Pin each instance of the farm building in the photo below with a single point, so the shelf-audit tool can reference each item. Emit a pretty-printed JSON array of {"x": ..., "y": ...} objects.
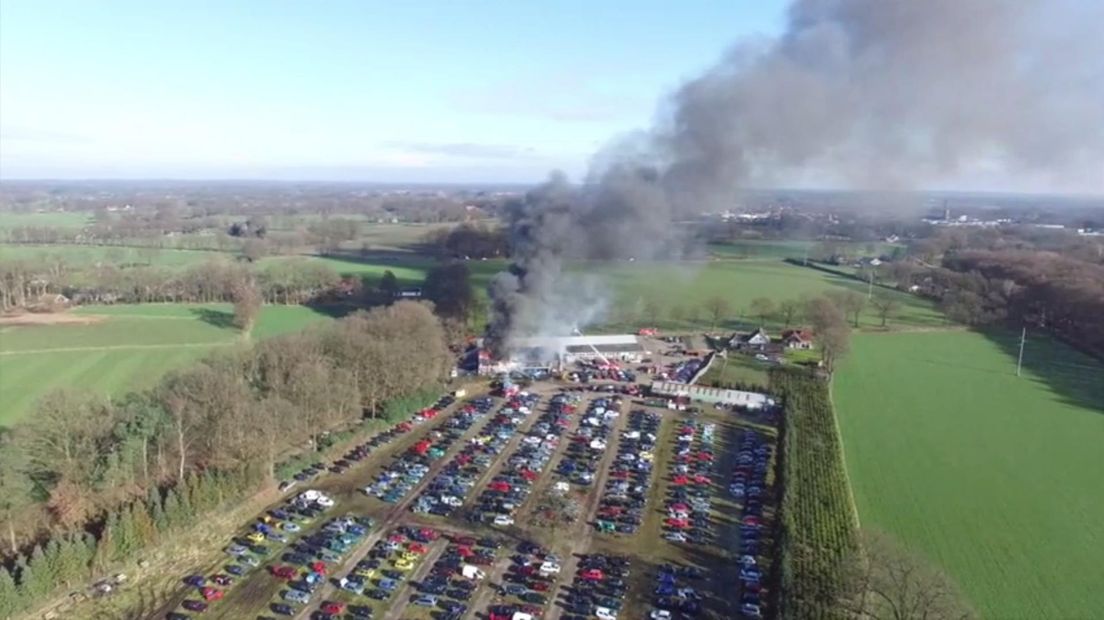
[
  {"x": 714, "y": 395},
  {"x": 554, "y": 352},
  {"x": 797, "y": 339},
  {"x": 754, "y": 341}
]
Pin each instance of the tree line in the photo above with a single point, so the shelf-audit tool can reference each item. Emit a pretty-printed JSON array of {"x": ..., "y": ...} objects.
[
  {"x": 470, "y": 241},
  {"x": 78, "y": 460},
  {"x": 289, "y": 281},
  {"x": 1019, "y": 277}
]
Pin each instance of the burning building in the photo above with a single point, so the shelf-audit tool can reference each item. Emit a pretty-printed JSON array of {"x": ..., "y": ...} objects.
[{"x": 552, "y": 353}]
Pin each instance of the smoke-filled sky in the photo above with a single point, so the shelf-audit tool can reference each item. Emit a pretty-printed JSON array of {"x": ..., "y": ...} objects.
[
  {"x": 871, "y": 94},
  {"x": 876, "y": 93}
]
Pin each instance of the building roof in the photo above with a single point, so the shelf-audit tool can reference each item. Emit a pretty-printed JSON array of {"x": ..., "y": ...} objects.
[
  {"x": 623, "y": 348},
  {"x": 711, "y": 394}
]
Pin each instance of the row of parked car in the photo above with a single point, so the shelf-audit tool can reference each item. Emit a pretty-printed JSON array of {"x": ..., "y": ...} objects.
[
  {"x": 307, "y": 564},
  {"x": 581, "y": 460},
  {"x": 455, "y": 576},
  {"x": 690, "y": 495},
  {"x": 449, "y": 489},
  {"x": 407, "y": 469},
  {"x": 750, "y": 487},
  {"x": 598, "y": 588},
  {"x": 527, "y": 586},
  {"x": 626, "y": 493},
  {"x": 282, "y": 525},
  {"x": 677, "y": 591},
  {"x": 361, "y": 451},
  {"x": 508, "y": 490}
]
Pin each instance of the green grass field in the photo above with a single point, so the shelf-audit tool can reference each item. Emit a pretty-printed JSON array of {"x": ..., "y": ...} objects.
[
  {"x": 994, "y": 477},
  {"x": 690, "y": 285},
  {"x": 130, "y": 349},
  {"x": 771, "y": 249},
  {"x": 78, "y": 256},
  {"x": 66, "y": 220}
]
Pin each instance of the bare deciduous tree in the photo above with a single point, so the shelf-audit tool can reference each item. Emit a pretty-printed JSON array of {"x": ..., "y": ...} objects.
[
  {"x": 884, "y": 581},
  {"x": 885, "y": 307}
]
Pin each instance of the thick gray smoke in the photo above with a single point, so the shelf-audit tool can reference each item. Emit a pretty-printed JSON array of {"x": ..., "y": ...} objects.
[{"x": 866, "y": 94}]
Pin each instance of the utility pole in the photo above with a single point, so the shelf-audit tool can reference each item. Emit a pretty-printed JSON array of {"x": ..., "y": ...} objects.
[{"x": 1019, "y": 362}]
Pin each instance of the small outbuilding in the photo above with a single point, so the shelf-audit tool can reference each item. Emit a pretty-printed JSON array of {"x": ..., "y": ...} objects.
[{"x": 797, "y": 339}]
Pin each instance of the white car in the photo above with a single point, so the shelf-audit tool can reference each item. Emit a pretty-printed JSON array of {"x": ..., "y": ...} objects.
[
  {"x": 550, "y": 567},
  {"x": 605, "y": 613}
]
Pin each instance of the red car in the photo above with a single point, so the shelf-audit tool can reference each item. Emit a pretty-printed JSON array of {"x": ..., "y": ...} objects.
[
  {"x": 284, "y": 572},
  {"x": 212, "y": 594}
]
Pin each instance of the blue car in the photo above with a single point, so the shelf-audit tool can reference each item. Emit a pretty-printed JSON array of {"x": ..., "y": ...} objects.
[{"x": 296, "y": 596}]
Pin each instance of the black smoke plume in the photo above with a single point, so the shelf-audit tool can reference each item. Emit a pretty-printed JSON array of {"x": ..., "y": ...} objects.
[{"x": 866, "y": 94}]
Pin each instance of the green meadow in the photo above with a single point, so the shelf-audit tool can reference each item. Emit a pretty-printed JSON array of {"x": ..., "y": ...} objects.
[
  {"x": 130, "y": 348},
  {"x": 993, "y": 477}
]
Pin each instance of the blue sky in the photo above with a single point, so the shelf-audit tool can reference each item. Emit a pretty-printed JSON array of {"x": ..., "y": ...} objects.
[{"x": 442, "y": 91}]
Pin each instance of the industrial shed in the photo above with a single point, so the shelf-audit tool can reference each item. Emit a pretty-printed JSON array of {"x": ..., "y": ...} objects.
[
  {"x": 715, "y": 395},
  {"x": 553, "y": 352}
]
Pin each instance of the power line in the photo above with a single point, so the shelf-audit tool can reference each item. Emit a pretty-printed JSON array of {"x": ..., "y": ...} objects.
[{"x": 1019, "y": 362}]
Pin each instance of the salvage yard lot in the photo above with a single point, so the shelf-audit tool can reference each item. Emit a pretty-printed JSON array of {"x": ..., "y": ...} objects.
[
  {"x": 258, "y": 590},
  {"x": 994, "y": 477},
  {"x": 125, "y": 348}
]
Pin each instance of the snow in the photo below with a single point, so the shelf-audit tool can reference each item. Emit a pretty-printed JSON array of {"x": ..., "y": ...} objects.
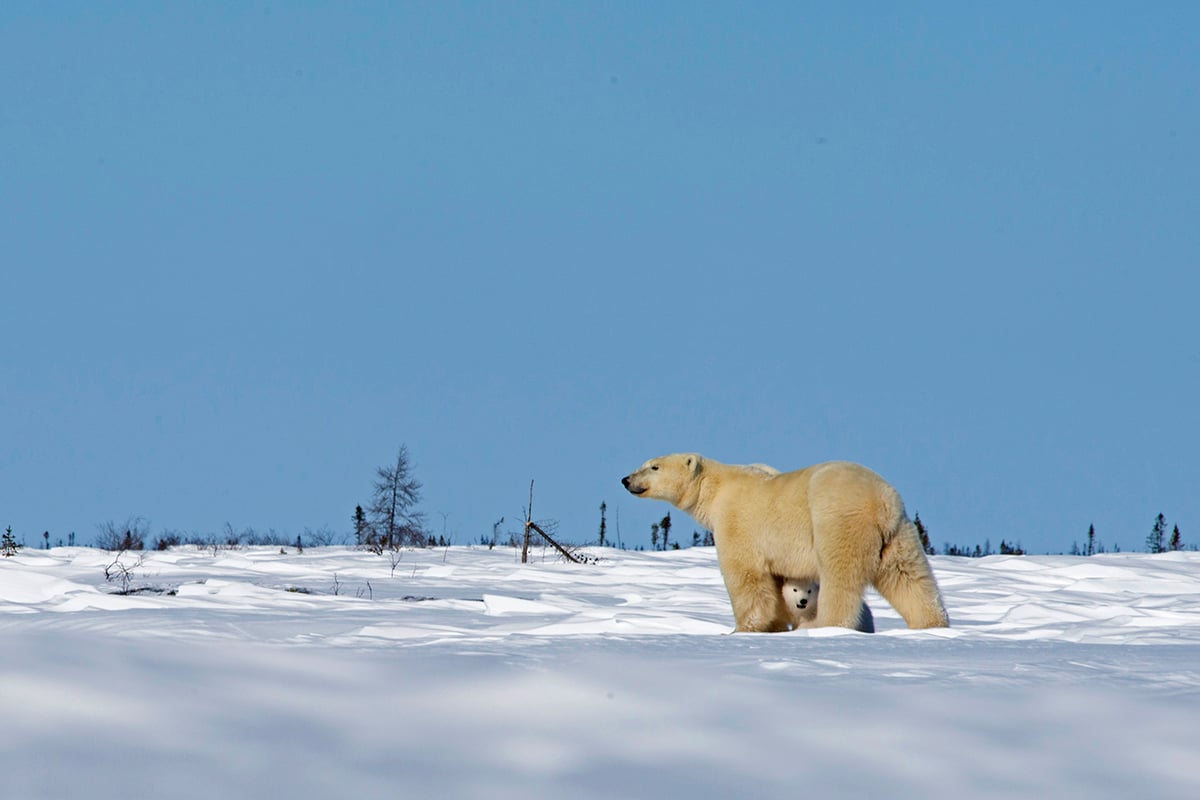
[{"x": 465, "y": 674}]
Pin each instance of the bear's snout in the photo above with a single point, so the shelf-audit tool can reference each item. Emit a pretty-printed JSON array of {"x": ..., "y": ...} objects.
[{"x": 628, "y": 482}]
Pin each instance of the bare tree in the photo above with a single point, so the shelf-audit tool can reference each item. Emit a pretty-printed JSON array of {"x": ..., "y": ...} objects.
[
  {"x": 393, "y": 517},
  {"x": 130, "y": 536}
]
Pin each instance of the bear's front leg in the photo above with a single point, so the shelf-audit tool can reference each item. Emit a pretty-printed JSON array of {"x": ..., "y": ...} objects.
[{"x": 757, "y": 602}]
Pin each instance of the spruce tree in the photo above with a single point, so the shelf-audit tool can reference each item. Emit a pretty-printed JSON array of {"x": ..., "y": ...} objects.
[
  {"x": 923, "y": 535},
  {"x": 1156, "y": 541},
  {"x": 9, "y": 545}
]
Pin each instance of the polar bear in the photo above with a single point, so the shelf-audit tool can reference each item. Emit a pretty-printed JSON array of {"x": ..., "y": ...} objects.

PROBLEM TO WORK ON: Recast every row above as a Markdown table with two columns, No. and Line, putting one numbered line in each table row. Skip blank lines and leave the pictures out.

THE RESPONSE:
| No. | Line |
|---|---|
| 1 | Pin each instance of the farm building in the photo below with a single point, so the shelf-audit tool can reference each item. Emit a pretty-printed JSON array of {"x": ..., "y": ...} objects. |
| 2 | [ |
| 3 |   {"x": 714, "y": 395}, |
| 4 |   {"x": 554, "y": 352}, |
| 5 |   {"x": 797, "y": 339}, |
| 6 |   {"x": 754, "y": 341} |
| 7 | ] |
| 8 | Pin each instance of the tree line in the photo above with a single point, so the shelf-audit tool can reference each item. Emit a pretty-printed JSON array of {"x": ..., "y": ...} objects. |
| 9 | [ |
| 10 |   {"x": 470, "y": 241}, |
| 11 |   {"x": 78, "y": 460}, |
| 12 |   {"x": 289, "y": 281}, |
| 13 |   {"x": 1019, "y": 277} |
| 14 | ] |
| 15 | Pin each instance of the burning building in the photo above with a single point, so the shelf-audit tool can reference each item. Emit a pretty-printed JSON array of {"x": ..., "y": ...} objects. |
| 16 | [{"x": 552, "y": 353}] |
| 17 | Pin each instance of the smoke-filled sky in the photo above with a single point, so the shelf-audit tool can reference each item. Emit a pretty-printed JSON array of {"x": ..., "y": ...} objects. |
| 18 | [ |
| 19 |   {"x": 871, "y": 94}, |
| 20 |   {"x": 876, "y": 93} |
| 21 | ] |
| 22 | Pin each instance of the building roof in the photo above with a single point, so the shelf-audit tool can reference each item. Emit a pretty-printed JSON array of {"x": ..., "y": ...} objects. |
| 23 | [ |
| 24 |   {"x": 623, "y": 348}, |
| 25 |   {"x": 711, "y": 394} |
| 26 | ] |
| 27 | Pin each instance of the row of parked car in the photo above with a single point, so the shelf-audit tool can reference each item. Emit a pretty-printed JSON array of {"x": ..., "y": ...} objects. |
| 28 | [ |
| 29 |   {"x": 307, "y": 564}, |
| 30 |   {"x": 581, "y": 460}, |
| 31 |   {"x": 455, "y": 576}, |
| 32 |   {"x": 690, "y": 495}, |
| 33 |   {"x": 449, "y": 489}, |
| 34 |   {"x": 407, "y": 469}, |
| 35 |   {"x": 750, "y": 487}, |
| 36 |   {"x": 598, "y": 588}, |
| 37 |   {"x": 527, "y": 586}, |
| 38 |   {"x": 626, "y": 493}, |
| 39 |   {"x": 282, "y": 525}, |
| 40 |   {"x": 677, "y": 591}, |
| 41 |   {"x": 361, "y": 451}, |
| 42 |   {"x": 508, "y": 490} |
| 43 | ] |
| 44 | Pin each instance of the green grass field in the photo above with a single point, so the shelf-audit tool can reference each item. Emit a pretty-printed JSON array of {"x": ..., "y": ...} objects. |
| 45 | [ |
| 46 |   {"x": 994, "y": 477}, |
| 47 |   {"x": 690, "y": 285}, |
| 48 |   {"x": 130, "y": 349}, |
| 49 |   {"x": 771, "y": 249}, |
| 50 |   {"x": 78, "y": 256}, |
| 51 |   {"x": 66, "y": 220} |
| 52 | ] |
| 53 | Pin each instance of the bare deciduous tree in the photo above with a single point, so the shelf-audit tool can reference each item. Emit a pretty-printed JSON array of {"x": ..., "y": ...} objects. |
| 54 | [ |
| 55 |   {"x": 884, "y": 581}, |
| 56 |   {"x": 885, "y": 307} |
| 57 | ] |
| 58 | Pin each instance of the thick gray smoke in the photo above with a single point, so the shelf-audit tool can reference each item. Emit a pretty-printed JSON array of {"x": ..., "y": ...} objects. |
| 59 | [{"x": 866, "y": 94}] |
| 60 | Pin each instance of the utility pole in the photo above with a single point, so the shelf-audit tool can reference each item. Emit a pretty-printed JSON array of {"x": ..., "y": ...} objects. |
| 61 | [{"x": 1019, "y": 362}] |
| 62 | Pin each instance of the small outbuilding in the photo above with a single point, so the shelf-audit tool can reference each item. Emit a pretty-printed JSON array of {"x": ..., "y": ...} objects. |
| 63 | [{"x": 797, "y": 339}] |
| 64 | Pin each instance of the white car in the photo above with a single point, so the shelf-audit tool can reference each item. Emit a pretty-printed JSON array of {"x": ..., "y": ...} objects. |
| 65 | [ |
| 66 |   {"x": 550, "y": 567}, |
| 67 |   {"x": 605, "y": 613} |
| 68 | ] |
| 69 | Pin each instance of the red car in the photo above with a single point, so the shelf-audit tool can reference each item. Emit a pretty-printed JSON array of {"x": ..., "y": ...} objects. |
| 70 | [ |
| 71 |   {"x": 284, "y": 572}, |
| 72 |   {"x": 212, "y": 594} |
| 73 | ] |
| 74 | Pin each instance of the blue car in the photo above with a single point, so the shelf-audit tool can reference each item. Emit a pretty-printed JSON array of {"x": ..., "y": ...} objects. |
| 75 | [{"x": 296, "y": 596}] |
| 76 | Pin each instance of the black smoke plume in the photo above with a single point, so the shelf-audit tool can reference each item. Emit a pretty-printed JSON array of {"x": ..., "y": ...} objects. |
| 77 | [{"x": 866, "y": 94}] |
| 78 | Pin each instance of the green meadow in the photo above with a single point, so the shelf-audit tool can reference each item. Emit a pretty-printed JSON array of {"x": ..., "y": ...} objects. |
| 79 | [ |
| 80 |   {"x": 130, "y": 348}, |
| 81 |   {"x": 993, "y": 477} |
| 82 | ] |
| 83 | Pin each instance of the blue sky in the photo above with a single point, so the shelf-audit tool can reference each item. Emit a pretty-printed JSON array of {"x": ..., "y": ...} objects. |
| 84 | [{"x": 442, "y": 91}] |
| 85 | Pin each instance of the industrial shed in the photo above with a single point, so the shelf-audit tool can reference each item. Emit a pretty-printed JSON array of {"x": ..., "y": ...} objects. |
| 86 | [ |
| 87 |   {"x": 715, "y": 395}, |
| 88 |   {"x": 553, "y": 352} |
| 89 | ] |
| 90 | Pin each instance of the power line in the photo above with a single point, so the shelf-audit tool can reference each item. Emit a pretty-printed JSON array of {"x": ..., "y": ...} objects. |
| 91 | [{"x": 1019, "y": 362}] |
| 92 | Pin each instance of the salvage yard lot in the photo above with a single point, so the shelf-audit tool can reference each item. Emit a pretty-printed JSON array of {"x": ..., "y": ...} objects. |
| 93 | [ |
| 94 |   {"x": 258, "y": 590}, |
| 95 |   {"x": 994, "y": 477}, |
| 96 |   {"x": 125, "y": 348} |
| 97 | ] |
| 98 | Pin each instance of the snow in the photo below with a single point, so the shelf-audit tool can reference each item. Emit a pretty-printed JSON array of {"x": ..., "y": ...} objects. |
| 99 | [{"x": 465, "y": 674}] |
| 100 | Pin each instance of the bear's snout in the photo above with a single point, so the shelf-audit tool can reference each item. Emit a pretty-printed JSON array of {"x": ..., "y": ...} objects. |
| 101 | [{"x": 628, "y": 482}] |
| 102 | Pin each instance of the bare tree in the photo above with a single point, so the shelf-audit tool can reference each item. Emit a pretty-printed JSON array of {"x": ..., "y": ...} objects. |
| 103 | [ |
| 104 |   {"x": 393, "y": 517}, |
| 105 |   {"x": 130, "y": 536} |
| 106 | ] |
| 107 | Pin each instance of the bear's front leg in the photo above with a single point, so the shelf-audit tool can reference each item. Emit a pretty-printed JSON array of {"x": ..., "y": ...} objects. |
| 108 | [{"x": 757, "y": 602}] |
| 109 | Pin each instance of the spruce tree in the photo above with a single point, so the shelf-audit tool can reference each item. Emit a pretty-printed JSON array of {"x": ..., "y": ...} objects. |
| 110 | [ |
| 111 |   {"x": 923, "y": 535}, |
| 112 |   {"x": 1156, "y": 541}, |
| 113 |   {"x": 9, "y": 545} |
| 114 | ] |
| 115 | Pin each instance of the polar bear in the photo above with a single point, so the shelf-audit tool can reference each item. Emit a pretty-printed JSON array of {"x": ..., "y": ...} objects. |